PASSAGE:

--- begin ---

Thus, the Euro-POS is not very open for citizens, and the direct responsiveness of European governance to citizens' input is rather low. The bias for organised interests and the hierarchic top-down approach when it comes to direct contacts with citizens may be described as a 'predominantly exclusive' strategy (Kriesi et al. 1992, 222-3). In contrast to most political systems of its Member states, the EU's POS totally lacks elements of direct democracy, and is conservative in the sense that only very limited attempts have been made to implement non-traditional OSCPs.

IV. Citizens' Involvement in EU Politics: Status Quo and Innovative Proposals

The OSCP/POS approach as chosen in this paper adds an additional argument(14) to the debate on how to overcome the widely perceived democratic deficit of the EU: a comparison of the POS between the successful federally organised states (e.g. Switzerland, Canada, Australia, Austria, Germany) as well as most EU Member states, on the one hand, and the EU, on the other, reveals that the political system of the Union not only falls short of standards in terms of a representative democracy, but is also comparatively closed to direct participation of its citizens. A direct comparison of the two tables suggests that the frequently used argument of remoteness of European politics from the citizens is soundly based in reality. Although an increased role of the EP in the future would also strengthen some of the existing Euro-OSCPs and therefore open up the European structure to some extent, it is obvious that only introducing new opportunities in the European context could counterbalance the loss of participatory opportunities for the citizens of several EU Member states due to the shift of many competences to the supranational level. Based on the comparison of Table 1 (representing the whole range of possible OSCPs as found in Western democracies) and Table 2 (the status quo in the EU), the following improvements of the existing Euro-OSCPs and some innovative procedures to be added to the European system are suggested (for a synopsis see Table 3).

Table 3


9

  1. One of the major shortcomings of the Euro-POS is the lack of sufficient means to get information on the Union's policy processes and of any institutionalised mechanism to receive citizens' input. Based on the U.S. experience with political participation via the internet, and on preliminary attempts to use these new technologies also in the European context, a promising project would be to establish a powerful European-wide interactive communication network for political information and participation [17, 18, 19, 20, 24](15). This network could facilitate access to information on European issues (e.g. legislative proposals, policy documents, voting records, etc.) and be accessible from public points (in every European municipality) as well as from PCs via the internet. To become a real OSCP, an important feature should be its interactivity: the network should not only serve as an informational tool, but, equally important, as a means of communication between the citizens and the European political system. Because of the geographical remoteness of the European polity, this telecommunicative device seems specifically apt to overcome the deficits experienced so far by citizens (' groups) in gaining access to Euro-politics. In addition, the establishment of an own T.V. channel of the European Union should be discussed.
  2. The interactive network focusing on individual and group contacts could be complemented by an opportunity structure securing valuable mass input on a regular basis. In order to enhance public awareness and media coverage of European issues, on the one hand, and to enable substantive popular input into the European policy-making process, on the other, Fishkin's idea of deliberative opinion polls (Fishkin 1991) should be adapted to the European context: several times a year European Deliberative Opinion Polls [30] should be organised in every Member state on the same day. The representative sample of citizens should be briefed intensively on specific issues which are on the European agenda, be given the opportunity to discuss them with national and European experts, and be asked for their 'deliberated opinion' at the end. The results of the polls in all Member states should be summarised and published throughout the Union.

--- end ---

TASK REQUIREMENTS:
[1] In the passage on EU citizen participation, how often should European Deliberative Opinion Polls be held?
[2] List the federally organized states that the passage on EU citizen participation gives as examples.
[3] Continue the passage on EU citizen participation from its last sentence.

Entries drawn from a collection:
--- begin ---

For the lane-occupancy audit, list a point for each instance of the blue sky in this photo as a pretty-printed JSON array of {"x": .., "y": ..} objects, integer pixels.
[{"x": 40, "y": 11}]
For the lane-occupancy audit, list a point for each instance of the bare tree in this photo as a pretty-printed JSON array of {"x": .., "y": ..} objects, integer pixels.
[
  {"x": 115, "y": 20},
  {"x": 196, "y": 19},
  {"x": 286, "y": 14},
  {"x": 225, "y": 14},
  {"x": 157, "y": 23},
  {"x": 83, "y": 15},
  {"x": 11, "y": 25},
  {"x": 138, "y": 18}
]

--- end ---
--- begin ---

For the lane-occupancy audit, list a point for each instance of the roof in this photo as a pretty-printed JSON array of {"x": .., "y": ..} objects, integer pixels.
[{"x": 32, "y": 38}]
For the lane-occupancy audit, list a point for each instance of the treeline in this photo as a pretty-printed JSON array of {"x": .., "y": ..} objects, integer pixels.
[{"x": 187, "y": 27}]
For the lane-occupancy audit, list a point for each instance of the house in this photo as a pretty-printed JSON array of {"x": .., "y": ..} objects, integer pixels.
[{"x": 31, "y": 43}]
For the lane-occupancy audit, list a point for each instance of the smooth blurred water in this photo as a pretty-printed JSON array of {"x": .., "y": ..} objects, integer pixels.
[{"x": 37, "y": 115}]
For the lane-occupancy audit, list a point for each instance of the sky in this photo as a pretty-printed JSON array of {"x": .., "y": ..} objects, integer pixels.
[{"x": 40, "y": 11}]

--- end ---

ANSWERS TO THE TASKS:
[1] Several times a year, in every Member state on the same day.

[2] Switzerland, Canada, Australia, Austria, Germany

[3]
  3. In order to further stimulate debate on European policies and legislative acts it is suggested that the Commission enhances the frequency and improves the distribution of white and green papers. Widespread use of European formal notification and consultation [26] with all interested associations, interested groups etc. as well as interested members of the public in general should be established. With respect to the citizens, the Commission might publish announcements in major mass-media all over Europe as well as in the WWW with a short summary of the legislative proposal and an (e-mail) address or phone/fax number to contact in order to get detailed information. It should be obliged to provide Parliament and Council and the media with an extensive summary of and statistics on the contributions of the general public.
  4. Stimulating debate and opening the policy-process for citizens should not only be an issue for the Commission, but as well for the Parliament. Therefore, enhancing the frequency and range of EP hearings on European issues [28] could be at the heart of another 'soft', i.e. indirect, OSCP. As in the latest experiment of the EP, also the potential of the WorldWideWeb and/or the proposed interactive network should be explored in the future.
  5. Taking into account the opinions of the EU citizens may also be promoted via expanding the range of issues of the Eurobarometer surveys [35]. At the moment, with a few exceptions, only questions of general and long-term interest are being asked. Enriching these periodical opinion polls by – 'policy-related' – issues of the current European agenda and – 'polity-related' – to the assessment of office holders might be a valuable additional input to the European political system.
  6. The extension of the rights of standing before the European Courts could be an appropriate means, compatible with the present system, in order to open up an important controlling OSCP at the EU level. Considering the growing importance of independent agencies and, thus, of delegated administration and even legislation, this seems particularly important.
  7. In order to promote the evolution of a genuine European party system instead of the present party federations without any direct relationship to the European citizenry, trans-European parties should be founded and individual membership allowed. This might be a necessary pre-condition for establishing this classical OSCP, known from all national levels, at the European level as well. This might be amended by a specific line of the EU budget in order to help these trans-European parties in their attempt to EU-wide mobilization.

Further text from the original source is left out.